OBJECTIVE:
Return each line of the rows below that contains the string "background". Letter case must match.

Dataset excerpt:
···
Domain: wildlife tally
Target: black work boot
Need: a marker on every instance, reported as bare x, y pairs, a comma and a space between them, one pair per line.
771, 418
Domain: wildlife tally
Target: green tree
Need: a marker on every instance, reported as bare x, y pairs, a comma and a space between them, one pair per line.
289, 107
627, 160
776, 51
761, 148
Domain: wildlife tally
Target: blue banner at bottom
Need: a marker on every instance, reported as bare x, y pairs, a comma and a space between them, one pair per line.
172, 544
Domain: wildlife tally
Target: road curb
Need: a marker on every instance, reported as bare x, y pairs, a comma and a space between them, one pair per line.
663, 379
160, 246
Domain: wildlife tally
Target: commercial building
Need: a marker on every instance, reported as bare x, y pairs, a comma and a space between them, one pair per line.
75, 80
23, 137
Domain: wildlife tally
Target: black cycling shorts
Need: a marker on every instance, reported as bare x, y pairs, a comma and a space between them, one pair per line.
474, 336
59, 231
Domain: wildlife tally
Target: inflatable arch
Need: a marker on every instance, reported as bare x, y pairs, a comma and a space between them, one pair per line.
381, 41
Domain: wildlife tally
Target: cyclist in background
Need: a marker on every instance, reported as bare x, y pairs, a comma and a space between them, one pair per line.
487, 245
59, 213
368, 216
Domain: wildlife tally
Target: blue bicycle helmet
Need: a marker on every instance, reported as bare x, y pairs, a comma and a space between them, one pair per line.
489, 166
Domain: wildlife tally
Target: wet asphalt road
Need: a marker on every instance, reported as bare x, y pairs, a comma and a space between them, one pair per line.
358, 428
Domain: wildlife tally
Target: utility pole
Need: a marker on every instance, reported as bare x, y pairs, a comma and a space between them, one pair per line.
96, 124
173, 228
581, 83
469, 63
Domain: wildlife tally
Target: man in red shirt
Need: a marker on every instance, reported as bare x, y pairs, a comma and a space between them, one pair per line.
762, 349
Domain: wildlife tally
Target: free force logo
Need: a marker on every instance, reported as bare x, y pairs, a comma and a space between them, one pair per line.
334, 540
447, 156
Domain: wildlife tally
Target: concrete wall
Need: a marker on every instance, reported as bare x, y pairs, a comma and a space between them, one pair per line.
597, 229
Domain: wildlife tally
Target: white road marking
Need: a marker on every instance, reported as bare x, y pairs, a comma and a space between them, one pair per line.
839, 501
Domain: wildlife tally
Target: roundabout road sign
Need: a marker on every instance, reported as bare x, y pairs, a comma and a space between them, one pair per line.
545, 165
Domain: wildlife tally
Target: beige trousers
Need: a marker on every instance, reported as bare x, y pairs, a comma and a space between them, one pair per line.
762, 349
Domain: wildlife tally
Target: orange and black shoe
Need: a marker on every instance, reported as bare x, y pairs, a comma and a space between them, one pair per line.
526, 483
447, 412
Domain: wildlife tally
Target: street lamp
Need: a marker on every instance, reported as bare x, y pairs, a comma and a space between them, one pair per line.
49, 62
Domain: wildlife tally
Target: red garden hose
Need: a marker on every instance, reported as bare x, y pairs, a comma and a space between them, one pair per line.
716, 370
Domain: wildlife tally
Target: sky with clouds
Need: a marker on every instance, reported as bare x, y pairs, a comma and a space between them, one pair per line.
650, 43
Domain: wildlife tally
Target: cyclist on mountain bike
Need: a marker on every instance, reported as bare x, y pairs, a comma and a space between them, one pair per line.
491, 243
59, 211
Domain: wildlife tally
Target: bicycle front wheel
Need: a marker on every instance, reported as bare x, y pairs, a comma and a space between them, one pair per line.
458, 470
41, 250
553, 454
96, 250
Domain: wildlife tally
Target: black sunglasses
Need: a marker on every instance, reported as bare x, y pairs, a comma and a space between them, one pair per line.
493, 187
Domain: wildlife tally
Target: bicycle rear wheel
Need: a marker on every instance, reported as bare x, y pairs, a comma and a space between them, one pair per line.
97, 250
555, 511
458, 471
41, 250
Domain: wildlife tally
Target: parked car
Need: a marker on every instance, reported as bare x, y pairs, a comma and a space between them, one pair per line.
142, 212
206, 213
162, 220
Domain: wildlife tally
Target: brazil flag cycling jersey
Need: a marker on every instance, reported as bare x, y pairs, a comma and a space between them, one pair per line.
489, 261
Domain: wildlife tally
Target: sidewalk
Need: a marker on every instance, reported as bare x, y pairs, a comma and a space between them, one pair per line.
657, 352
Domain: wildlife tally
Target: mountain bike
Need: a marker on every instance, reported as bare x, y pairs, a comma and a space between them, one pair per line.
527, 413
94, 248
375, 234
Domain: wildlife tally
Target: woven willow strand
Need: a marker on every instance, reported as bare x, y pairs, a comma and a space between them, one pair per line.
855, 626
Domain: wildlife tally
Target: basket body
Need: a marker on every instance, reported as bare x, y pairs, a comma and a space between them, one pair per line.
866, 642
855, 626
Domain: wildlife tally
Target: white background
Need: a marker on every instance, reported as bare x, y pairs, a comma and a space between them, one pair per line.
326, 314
···
RESULT OF THE EXERCISE:
Target: cyclist in background
Target: white background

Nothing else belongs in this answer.